### Task details
Each entry should be written out once more, exactly as given below.

### Given entries
*** Begin section ***

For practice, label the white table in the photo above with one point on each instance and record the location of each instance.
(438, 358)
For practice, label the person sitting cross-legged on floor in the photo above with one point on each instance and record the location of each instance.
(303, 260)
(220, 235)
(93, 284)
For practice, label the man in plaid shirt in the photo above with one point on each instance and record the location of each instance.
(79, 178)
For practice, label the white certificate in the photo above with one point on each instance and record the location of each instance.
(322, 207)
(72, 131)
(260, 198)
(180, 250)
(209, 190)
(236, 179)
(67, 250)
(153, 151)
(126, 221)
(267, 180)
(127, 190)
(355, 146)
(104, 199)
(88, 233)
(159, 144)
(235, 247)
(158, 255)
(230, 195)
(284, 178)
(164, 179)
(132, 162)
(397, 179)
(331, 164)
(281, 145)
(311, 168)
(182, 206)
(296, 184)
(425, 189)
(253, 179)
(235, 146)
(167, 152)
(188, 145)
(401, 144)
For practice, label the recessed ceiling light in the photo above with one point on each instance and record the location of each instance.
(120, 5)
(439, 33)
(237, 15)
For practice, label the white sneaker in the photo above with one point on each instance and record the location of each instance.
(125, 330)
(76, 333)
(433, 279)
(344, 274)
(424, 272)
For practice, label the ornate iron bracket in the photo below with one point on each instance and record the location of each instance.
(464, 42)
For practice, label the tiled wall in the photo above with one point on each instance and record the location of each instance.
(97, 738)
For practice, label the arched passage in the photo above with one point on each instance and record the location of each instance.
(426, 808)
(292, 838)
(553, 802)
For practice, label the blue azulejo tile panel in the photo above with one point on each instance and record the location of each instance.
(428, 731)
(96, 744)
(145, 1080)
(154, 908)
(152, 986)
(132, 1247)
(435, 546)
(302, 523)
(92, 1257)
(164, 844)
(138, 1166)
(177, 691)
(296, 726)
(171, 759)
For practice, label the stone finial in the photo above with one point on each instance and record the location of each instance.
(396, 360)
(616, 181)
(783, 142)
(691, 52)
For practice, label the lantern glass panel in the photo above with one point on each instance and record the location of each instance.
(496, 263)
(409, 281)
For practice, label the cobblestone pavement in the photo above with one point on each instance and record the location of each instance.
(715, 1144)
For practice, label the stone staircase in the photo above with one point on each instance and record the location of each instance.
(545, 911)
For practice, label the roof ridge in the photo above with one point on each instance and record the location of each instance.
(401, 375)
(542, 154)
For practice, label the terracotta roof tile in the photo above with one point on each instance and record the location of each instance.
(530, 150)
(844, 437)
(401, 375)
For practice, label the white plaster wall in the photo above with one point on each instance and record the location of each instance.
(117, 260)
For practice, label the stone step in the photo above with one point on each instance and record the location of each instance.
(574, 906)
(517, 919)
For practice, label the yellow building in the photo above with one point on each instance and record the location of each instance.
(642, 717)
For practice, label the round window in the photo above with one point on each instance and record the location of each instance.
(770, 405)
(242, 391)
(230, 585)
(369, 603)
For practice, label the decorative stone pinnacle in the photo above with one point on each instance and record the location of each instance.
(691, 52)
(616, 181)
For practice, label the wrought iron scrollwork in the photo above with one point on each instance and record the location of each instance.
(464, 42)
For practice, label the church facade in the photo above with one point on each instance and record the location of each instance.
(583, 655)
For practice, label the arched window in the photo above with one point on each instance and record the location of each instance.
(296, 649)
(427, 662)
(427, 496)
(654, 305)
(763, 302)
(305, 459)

*** End section ***

### Exercise result
For practice, label the white table in the photo above with one point on each instance and record the location of each instance.
(438, 358)
For practice, label the person sitting cross-legged on floor in the photo above with one point on each instance and record the location of each instance.
(303, 260)
(220, 235)
(93, 284)
For practice, label the man in plaid shirt in the photo above with one point on each instance and record the location of each instance.
(79, 178)
For practice, label the white certificate in the photo above with one point on each instance and record the location of each instance.
(322, 207)
(72, 131)
(260, 198)
(180, 250)
(209, 190)
(236, 179)
(67, 250)
(153, 151)
(126, 221)
(267, 180)
(127, 190)
(355, 146)
(104, 199)
(88, 233)
(159, 144)
(235, 247)
(158, 255)
(230, 195)
(284, 178)
(164, 179)
(132, 162)
(397, 179)
(331, 164)
(281, 145)
(311, 168)
(182, 206)
(296, 184)
(425, 189)
(253, 179)
(235, 146)
(167, 152)
(188, 145)
(401, 144)
For practice, label the recessed ceiling light in the photo above with one point on each instance and record the location of each instance.
(120, 5)
(439, 33)
(237, 15)
For practice, label the white sneaker in the photo above with one point on each instance and record the location of each instance.
(125, 330)
(76, 333)
(433, 279)
(344, 274)
(424, 272)
For practice, label the ornate iron bracket in the photo below with one point on each instance and record the location of each instance.
(464, 42)
For practice, label the tiled wall in the photo above with one point on each instance and record the location of each instance.
(97, 738)
For practice, label the arched passage in the photo above with one point on each instance and record the location of each instance.
(426, 808)
(292, 838)
(553, 802)
For practice, label the blue azulejo tile panel in the photo above with one point on each instance and record the location of each instance.
(428, 731)
(96, 744)
(145, 1080)
(154, 908)
(152, 986)
(132, 1247)
(435, 546)
(302, 523)
(92, 1257)
(164, 844)
(138, 1166)
(177, 691)
(296, 726)
(171, 759)
For practice, label the stone finial in the photo above with one point on each instance and record the location of each instance.
(396, 360)
(616, 181)
(783, 142)
(691, 52)
For practice, label the lantern glass panel in the photo above with one point on each instance and record the location of each instance.
(496, 263)
(409, 281)
For practice, label the cobblestone pavement in the photo above with one point on each instance and record the location of each instance.
(715, 1144)
For practice, label the stone staircase in the photo above with one point on each instance and record the location of each instance.
(545, 911)
For practice, label the roof ridge in the photo above with one point on each instance and record the location of each instance.
(401, 375)
(542, 154)
For practice, label the terracotta roof tile in the photo above with one point on each instance and record the location of each instance.
(530, 150)
(844, 437)
(401, 375)
For practice, label the white plaster wall in the photo above with one point on each instance and record the location of each instance.
(117, 260)
For practice, label the stone step in the photo above with one point on each instance and record the location of each instance.
(574, 906)
(517, 919)
For practice, label the yellow building in the photo above with one point on each instance and record the location of each instance.
(642, 717)
For practice, label the round window in the photo above with one point on each instance and record the location of each instance.
(770, 405)
(242, 391)
(230, 585)
(369, 603)
For practice, label the decorative stone pinnacle in the photo above with one point on each instance and record the location of each instance.
(691, 52)
(616, 181)
For practice, label the wrought iron scrollwork in the photo above with one point on each instance and record the location of each instance.
(464, 42)
For practice, label the church facade in the photo above with one point on each instance and record the location of each instance.
(583, 655)
For practice, label the arched window in the photo above with one point on each instance and record the location of each instance.
(296, 649)
(427, 662)
(427, 496)
(654, 305)
(763, 302)
(305, 459)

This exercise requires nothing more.